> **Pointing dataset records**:

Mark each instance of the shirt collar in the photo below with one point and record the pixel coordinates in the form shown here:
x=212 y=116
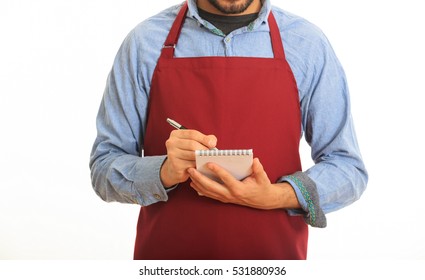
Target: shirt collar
x=262 y=16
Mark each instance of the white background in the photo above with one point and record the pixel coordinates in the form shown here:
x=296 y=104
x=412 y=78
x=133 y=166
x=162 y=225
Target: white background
x=54 y=59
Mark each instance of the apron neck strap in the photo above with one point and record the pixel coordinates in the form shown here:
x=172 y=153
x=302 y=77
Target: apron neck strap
x=174 y=34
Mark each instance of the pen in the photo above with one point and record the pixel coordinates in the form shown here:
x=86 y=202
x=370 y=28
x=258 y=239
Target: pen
x=176 y=125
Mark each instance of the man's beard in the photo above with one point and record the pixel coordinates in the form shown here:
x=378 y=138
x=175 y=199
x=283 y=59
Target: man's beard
x=231 y=8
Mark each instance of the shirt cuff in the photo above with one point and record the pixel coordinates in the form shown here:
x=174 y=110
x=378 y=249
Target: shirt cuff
x=308 y=197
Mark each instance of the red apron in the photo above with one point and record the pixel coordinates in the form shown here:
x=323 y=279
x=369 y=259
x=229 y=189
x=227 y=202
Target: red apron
x=247 y=103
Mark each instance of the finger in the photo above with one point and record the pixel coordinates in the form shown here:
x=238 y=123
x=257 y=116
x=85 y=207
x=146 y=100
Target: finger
x=205 y=186
x=258 y=172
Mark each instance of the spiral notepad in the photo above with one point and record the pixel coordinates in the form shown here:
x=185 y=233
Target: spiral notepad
x=237 y=162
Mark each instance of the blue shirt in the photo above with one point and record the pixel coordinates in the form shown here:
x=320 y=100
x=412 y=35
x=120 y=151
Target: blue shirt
x=338 y=176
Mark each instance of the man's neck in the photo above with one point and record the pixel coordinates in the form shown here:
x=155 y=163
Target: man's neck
x=205 y=5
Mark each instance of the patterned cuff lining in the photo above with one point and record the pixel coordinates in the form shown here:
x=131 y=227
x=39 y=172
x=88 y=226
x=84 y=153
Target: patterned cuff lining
x=314 y=216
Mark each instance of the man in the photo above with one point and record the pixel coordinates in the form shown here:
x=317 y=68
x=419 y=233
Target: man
x=240 y=74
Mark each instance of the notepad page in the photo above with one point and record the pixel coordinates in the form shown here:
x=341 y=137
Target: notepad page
x=236 y=162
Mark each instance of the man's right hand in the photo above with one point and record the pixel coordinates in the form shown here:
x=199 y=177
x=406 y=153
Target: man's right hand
x=181 y=146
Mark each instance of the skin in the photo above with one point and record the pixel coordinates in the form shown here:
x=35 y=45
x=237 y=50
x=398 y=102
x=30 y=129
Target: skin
x=255 y=191
x=230 y=7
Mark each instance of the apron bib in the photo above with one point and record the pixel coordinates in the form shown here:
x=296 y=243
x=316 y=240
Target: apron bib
x=247 y=103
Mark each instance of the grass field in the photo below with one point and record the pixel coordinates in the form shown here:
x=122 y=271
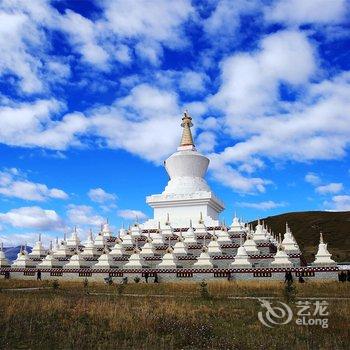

> **Exercise instructions**: Reproduce everything from the line containing "Mark each instance of the man's right" down to the end of the listing, leaving the requests and their sample coordinates unchanged. Multiply each answer coordinate by 0.7, round it to a whole number with halves rounded up, and omit the pictures.

> **Result of the exercise**:
Mark each instance of the man's right hand in the photo above with one point and record the pixel coordinates in the form shown here:
x=199 y=177
x=406 y=153
Target: man's right hand
x=127 y=102
Mark each instance of the skin in the photo above with one point and record the pixel coordinates in the form shown here:
x=35 y=45
x=237 y=50
x=398 y=102
x=30 y=129
Target: skin
x=179 y=134
x=161 y=5
Mark each instance of the apron bib in the photo above with one point and record the pixel coordinates in the form shown here:
x=296 y=243
x=316 y=240
Target: apron bib
x=173 y=72
Mark each instance of the grass field in the photo below with one point and record the pixel coordinates in the form shown here:
x=122 y=271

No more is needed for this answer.